** Opening MATERIAL SHOWN block **

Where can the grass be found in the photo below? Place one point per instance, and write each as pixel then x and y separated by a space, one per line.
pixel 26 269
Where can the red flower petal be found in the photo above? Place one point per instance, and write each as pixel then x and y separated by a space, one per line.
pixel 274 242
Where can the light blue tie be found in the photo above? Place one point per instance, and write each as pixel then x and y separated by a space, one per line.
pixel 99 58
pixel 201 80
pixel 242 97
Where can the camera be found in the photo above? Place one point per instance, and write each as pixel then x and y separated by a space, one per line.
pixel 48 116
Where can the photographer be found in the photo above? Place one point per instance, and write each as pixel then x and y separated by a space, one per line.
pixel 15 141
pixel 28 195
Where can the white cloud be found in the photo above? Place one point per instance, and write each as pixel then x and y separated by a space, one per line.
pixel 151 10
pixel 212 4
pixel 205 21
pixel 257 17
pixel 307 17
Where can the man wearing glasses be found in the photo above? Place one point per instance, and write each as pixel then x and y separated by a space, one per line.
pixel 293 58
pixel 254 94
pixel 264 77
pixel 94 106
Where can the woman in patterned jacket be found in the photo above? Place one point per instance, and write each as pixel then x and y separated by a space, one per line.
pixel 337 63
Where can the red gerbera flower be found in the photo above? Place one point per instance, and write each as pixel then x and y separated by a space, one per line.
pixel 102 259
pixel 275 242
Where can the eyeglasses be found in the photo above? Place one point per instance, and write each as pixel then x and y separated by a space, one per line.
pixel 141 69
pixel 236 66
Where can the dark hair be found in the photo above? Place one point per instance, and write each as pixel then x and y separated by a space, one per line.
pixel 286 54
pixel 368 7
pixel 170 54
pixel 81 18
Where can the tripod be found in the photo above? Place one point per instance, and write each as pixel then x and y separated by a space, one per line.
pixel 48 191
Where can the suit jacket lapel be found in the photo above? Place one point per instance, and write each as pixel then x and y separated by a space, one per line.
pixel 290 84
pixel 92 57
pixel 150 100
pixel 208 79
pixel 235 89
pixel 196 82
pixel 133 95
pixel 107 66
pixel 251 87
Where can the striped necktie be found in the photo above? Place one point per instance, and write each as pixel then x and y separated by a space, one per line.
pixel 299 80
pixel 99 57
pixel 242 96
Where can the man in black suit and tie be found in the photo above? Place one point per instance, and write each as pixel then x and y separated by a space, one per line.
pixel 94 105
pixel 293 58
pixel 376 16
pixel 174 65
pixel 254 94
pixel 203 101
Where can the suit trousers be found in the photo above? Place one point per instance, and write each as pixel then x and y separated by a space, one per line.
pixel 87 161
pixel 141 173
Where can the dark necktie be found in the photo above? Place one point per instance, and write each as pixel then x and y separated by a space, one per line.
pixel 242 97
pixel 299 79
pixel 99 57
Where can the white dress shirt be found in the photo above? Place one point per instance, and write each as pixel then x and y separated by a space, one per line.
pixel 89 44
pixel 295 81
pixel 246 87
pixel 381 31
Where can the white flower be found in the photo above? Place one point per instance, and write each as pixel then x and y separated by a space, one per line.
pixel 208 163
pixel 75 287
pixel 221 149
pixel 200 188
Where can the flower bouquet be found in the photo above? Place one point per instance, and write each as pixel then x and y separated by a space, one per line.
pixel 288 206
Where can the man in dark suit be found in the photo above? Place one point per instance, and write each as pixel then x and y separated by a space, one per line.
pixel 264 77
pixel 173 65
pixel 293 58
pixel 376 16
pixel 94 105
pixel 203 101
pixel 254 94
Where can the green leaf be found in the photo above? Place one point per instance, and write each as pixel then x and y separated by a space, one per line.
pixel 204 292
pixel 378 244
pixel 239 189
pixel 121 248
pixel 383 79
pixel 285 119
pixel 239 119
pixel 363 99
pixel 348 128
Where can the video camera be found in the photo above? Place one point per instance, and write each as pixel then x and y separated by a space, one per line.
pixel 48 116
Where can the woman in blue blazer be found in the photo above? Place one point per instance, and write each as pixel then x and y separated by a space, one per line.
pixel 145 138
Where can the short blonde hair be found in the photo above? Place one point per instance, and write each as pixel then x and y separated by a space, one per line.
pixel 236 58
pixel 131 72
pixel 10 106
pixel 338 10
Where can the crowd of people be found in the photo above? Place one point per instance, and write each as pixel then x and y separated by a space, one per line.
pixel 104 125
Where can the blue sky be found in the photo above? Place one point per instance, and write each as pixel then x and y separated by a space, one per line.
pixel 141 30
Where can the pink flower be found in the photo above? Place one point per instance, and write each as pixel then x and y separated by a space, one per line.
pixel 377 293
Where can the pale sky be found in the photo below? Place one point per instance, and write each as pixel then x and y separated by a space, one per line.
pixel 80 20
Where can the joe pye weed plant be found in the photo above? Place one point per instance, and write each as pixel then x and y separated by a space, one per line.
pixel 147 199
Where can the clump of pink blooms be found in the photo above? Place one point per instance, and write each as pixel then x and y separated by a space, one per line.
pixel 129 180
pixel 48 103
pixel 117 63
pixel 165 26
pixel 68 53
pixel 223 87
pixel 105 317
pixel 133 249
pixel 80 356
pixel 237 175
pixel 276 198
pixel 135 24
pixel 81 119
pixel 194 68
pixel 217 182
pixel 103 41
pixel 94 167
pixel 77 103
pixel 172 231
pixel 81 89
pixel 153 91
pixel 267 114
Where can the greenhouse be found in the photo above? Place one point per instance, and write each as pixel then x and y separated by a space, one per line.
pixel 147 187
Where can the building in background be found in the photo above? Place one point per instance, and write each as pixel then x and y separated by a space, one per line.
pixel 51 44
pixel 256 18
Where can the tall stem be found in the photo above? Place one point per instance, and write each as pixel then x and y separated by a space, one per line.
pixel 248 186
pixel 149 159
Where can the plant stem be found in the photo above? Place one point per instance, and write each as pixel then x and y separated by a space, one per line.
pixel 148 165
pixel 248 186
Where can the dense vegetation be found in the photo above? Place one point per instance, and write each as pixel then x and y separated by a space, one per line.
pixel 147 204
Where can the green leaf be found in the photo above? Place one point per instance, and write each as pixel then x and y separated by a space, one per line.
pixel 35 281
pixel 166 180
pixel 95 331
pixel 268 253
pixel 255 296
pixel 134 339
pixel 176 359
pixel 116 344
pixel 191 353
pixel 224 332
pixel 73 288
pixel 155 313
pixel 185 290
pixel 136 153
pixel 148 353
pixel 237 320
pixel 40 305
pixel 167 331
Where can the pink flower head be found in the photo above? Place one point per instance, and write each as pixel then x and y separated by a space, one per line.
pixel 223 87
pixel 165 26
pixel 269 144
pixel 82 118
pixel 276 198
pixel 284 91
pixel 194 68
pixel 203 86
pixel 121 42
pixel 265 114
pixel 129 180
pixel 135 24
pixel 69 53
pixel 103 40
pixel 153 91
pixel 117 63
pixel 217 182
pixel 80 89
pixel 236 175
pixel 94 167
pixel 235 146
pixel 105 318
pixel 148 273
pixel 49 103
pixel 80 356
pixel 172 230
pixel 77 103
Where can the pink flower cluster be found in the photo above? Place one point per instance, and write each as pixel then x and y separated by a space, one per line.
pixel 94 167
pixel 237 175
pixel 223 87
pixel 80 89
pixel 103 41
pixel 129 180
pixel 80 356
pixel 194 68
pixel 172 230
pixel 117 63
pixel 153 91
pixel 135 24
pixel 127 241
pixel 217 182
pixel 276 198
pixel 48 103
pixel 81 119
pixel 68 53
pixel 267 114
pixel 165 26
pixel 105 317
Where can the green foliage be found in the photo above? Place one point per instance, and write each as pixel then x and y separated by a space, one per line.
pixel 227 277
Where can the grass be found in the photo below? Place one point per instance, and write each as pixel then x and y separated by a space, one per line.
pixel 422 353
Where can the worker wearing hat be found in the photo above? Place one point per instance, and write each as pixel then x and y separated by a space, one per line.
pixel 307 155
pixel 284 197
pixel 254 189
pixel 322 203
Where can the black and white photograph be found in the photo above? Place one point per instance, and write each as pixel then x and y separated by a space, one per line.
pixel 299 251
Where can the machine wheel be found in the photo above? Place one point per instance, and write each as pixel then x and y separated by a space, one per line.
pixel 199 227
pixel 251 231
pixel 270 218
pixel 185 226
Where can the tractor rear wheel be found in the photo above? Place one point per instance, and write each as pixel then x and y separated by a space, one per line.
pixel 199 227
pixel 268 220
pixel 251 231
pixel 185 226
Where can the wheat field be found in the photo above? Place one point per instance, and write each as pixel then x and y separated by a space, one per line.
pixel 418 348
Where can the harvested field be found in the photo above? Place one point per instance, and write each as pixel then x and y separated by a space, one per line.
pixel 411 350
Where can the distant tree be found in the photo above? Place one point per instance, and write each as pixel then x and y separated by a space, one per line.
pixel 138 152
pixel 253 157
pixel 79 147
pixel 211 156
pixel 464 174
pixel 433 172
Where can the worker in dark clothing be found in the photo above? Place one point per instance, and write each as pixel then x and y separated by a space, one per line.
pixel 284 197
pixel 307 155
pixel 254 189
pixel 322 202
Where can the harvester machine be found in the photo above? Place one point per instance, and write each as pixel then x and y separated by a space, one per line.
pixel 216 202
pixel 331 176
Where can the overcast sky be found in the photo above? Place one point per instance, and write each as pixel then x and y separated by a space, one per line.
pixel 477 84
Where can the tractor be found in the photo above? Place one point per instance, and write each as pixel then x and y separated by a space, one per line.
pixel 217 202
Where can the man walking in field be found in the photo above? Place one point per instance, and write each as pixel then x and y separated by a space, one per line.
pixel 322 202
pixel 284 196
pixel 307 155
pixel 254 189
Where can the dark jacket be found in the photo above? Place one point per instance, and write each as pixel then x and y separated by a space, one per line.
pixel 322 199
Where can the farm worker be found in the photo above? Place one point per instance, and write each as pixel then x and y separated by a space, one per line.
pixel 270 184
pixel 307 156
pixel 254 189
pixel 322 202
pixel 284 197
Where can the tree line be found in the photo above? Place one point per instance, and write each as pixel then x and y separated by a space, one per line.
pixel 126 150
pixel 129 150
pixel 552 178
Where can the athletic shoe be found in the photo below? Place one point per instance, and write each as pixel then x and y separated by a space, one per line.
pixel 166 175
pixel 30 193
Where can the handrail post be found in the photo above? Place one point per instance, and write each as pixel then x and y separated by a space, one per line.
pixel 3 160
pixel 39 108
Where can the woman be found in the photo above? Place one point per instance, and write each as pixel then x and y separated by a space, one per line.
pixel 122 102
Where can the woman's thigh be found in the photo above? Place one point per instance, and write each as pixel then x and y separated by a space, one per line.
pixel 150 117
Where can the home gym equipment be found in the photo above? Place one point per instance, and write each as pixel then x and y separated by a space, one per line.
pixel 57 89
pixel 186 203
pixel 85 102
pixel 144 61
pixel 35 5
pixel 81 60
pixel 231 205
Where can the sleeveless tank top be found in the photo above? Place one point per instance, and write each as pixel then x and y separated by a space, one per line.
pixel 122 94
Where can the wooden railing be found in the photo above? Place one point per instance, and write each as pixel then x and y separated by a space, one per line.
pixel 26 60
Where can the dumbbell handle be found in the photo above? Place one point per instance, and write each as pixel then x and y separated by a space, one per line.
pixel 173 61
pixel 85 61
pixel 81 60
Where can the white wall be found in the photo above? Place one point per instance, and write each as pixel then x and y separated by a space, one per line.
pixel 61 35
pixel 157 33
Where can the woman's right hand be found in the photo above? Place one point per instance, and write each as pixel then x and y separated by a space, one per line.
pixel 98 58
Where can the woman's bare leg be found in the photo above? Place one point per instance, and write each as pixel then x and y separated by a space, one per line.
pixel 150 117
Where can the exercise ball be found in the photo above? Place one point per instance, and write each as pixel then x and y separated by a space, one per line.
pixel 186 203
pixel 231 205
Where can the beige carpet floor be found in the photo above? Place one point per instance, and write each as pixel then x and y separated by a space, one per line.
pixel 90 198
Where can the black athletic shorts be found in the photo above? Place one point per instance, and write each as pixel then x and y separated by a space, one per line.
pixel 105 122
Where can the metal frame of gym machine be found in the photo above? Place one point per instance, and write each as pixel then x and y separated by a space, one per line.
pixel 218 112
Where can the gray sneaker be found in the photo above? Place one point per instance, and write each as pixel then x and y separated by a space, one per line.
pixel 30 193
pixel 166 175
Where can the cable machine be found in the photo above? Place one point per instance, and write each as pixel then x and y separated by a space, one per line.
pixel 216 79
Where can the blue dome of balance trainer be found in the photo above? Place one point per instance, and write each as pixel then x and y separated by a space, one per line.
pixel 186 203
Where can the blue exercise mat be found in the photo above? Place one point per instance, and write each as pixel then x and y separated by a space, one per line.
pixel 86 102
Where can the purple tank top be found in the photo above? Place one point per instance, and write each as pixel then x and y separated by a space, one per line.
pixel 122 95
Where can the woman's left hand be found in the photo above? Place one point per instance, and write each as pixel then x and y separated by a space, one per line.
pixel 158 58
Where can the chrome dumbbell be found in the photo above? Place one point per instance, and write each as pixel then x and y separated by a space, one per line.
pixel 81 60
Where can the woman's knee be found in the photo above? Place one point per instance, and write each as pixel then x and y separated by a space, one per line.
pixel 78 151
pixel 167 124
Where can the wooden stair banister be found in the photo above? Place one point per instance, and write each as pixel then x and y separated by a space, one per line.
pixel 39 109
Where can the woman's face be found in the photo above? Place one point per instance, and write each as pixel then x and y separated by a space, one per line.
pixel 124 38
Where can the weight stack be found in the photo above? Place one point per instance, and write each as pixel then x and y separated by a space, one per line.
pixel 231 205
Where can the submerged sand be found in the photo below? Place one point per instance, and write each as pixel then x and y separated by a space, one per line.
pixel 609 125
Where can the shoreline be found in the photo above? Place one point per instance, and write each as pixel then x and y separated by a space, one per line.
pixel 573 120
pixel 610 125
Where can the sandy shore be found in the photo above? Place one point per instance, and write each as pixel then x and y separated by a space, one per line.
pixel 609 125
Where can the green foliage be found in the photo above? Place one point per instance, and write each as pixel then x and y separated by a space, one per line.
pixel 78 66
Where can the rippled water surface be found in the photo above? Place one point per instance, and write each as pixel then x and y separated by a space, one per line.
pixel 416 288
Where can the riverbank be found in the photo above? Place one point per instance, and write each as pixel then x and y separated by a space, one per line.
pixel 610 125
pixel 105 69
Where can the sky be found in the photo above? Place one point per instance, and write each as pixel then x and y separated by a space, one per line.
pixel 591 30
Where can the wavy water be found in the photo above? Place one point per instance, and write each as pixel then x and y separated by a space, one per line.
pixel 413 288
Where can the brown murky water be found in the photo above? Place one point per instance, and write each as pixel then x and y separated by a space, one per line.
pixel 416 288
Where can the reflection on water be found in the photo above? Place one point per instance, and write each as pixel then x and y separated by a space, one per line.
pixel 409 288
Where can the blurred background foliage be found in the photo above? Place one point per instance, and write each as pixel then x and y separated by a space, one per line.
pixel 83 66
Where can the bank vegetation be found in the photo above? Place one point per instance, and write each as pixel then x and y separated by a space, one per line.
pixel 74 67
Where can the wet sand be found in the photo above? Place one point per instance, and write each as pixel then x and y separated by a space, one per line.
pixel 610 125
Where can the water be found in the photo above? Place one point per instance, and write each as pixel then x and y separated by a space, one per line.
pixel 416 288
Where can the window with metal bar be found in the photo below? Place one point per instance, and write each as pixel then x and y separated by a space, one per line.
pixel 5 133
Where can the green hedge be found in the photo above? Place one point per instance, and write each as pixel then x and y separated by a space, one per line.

** Closing MATERIAL SHOWN block **

• _PROBLEM STATEMENT_:
Every line from the one containing "Where can the reflection" through the final line of the data above is to be restated word for word, and nothing more.

• _ANSWER BELOW_:
Where can the reflection on water be found in the photo above? Place one point per instance, and write each as pixel then x and y separated by a space, one per line.
pixel 409 288
Where can the blurred background foliage be found in the photo above? Place one point per instance, and write each as pixel then x and y separated by a space, one per line.
pixel 83 66
Where can the bank vegetation be found in the photo above? Place one point per instance, and write each as pixel then x and y separated by a space, one per line.
pixel 74 67
Where can the wet sand be found in the photo above? Place one point per instance, and write each as pixel then x and y separated by a space, one per line.
pixel 610 125
Where can the water be found in the photo above? Place one point per instance, and write each as pixel then x and y separated by a space, one per line.
pixel 416 288
Where can the window with metal bar be found in the photo below? Place one point per instance, and write each as pixel then x and y separated by a space, one per line.
pixel 5 133
Where can the green hedge be found in the photo above? Place one point per instance, and write each as pixel then x and y separated by a space, one per line.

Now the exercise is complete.